Dataset rows on where objects appear
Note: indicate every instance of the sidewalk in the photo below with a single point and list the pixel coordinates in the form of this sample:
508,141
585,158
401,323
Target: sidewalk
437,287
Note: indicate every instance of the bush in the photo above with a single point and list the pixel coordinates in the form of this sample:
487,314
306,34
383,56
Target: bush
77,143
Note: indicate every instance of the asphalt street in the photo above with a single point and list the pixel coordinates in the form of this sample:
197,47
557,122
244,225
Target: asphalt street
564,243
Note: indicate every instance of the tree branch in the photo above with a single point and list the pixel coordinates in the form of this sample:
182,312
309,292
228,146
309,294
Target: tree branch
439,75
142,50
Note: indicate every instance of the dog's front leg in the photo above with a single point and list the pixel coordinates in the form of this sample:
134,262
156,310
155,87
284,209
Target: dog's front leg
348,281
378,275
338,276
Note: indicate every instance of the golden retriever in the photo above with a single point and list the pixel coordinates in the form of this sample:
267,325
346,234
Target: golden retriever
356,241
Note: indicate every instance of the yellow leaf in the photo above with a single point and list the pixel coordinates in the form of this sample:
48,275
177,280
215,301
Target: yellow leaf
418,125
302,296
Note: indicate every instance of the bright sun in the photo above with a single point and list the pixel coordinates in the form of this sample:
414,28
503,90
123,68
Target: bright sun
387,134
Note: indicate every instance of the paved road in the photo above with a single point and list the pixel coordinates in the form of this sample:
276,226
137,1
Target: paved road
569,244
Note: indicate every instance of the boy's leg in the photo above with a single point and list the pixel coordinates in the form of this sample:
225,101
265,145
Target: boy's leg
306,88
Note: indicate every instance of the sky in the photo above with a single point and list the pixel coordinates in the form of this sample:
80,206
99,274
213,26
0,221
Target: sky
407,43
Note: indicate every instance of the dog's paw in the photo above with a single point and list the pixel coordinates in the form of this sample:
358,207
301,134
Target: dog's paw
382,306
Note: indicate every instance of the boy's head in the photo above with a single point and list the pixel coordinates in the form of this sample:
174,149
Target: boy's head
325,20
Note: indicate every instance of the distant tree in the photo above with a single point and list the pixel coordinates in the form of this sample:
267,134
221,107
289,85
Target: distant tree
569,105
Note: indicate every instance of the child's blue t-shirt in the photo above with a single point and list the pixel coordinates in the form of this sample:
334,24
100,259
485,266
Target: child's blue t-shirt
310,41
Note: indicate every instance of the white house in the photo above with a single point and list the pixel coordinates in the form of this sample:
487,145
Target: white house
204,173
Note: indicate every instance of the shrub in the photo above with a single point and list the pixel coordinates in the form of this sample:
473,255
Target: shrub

## [Task directions]
Copy out all of the material above, replacing "single point" with "single dot" everywhere it occurs and leaving the rest unchanged.

## [Full answer]
Note: indicate every instance of the sidewalk in the photo below with a single dot and list the pixel coordinates in the form of this sample:
508,141
585,158
401,323
Target: sidewalk
437,287
Note: indicate every instance of the bush in the photo above with a single dot and list the pixel coordinates in the form of this sample:
487,314
306,34
383,56
Target: bush
77,143
Note: indicate every instance of the asphalt street in the photo above with a single dot and list the pixel coordinates in the form of this sample:
197,47
557,122
244,225
Target: asphalt street
564,243
Note: indicate every instance of the tree branch in the photo above with a single dot and list the pixel coordinates in the form of this sample:
182,312
309,292
228,146
309,294
Target: tree branch
439,75
142,50
Note: indicate every instance of the dog's front leg in the photo above with a single dot and list the pixel coordinates in the form of this sample:
134,262
156,310
155,87
284,209
Target: dog's front leg
348,281
378,275
338,276
Note: indicate every instance of the golden retriever in the photo above with a single dot and list the pixel coordinates in the form of this sample:
267,325
346,234
Target: golden retriever
356,241
Note: indicate every instance of the yellow leaf in the photo above with a single dot and list the pixel coordinates in the form of this sample:
48,275
177,280
215,301
Target: yellow leaf
418,125
302,296
Note: indicate every instance of the bright sun in the photo above with a single dot and list the pixel coordinates in the form of this sample:
414,28
503,90
123,68
Target: bright sun
387,134
Note: indicate every instance of the paved road in the photo above with a single dot and list the pixel coordinates in the form of this sample:
276,226
137,1
Target: paved road
569,244
Note: indicate every instance of the boy's leg in the photo above with a single dot and list the pixel coordinates in the form of this sample:
225,101
265,145
Target: boy's leg
306,88
Note: indicate every instance of the sky in the photo above with a single dot and list the pixel coordinates in the form of this sample:
80,206
99,274
213,26
0,221
Target: sky
407,43
Note: indicate every instance of the dog's paw in the photo above with a single dot and list the pixel coordinates in the form of this sample:
358,207
301,134
Target: dog's paw
382,306
Note: indicate every instance of the boy's head in the photo above with a single dot and list the pixel coordinates in the form of this sample:
174,149
Target: boy's head
325,20
Note: indicate every instance of the distant tree in the photo above with a single dot and list the pixel coordinates in the form of this sample:
267,134
221,107
289,85
Target: distant tree
569,105
Note: indicate every instance of the child's blue t-shirt in the photo above with a single dot and list the pixel coordinates in the form of this sample:
334,24
100,259
485,266
Target: child's blue t-shirt
310,41
Note: indicate every instance of the white house in the photo above with a single dot and list the pixel coordinates in the form of this sample:
487,145
Target: white house
204,173
Note: indicate every instance of the shrub in the photo above with a single dot and list the pixel coordinates in the form of this sample:
473,255
Target: shrub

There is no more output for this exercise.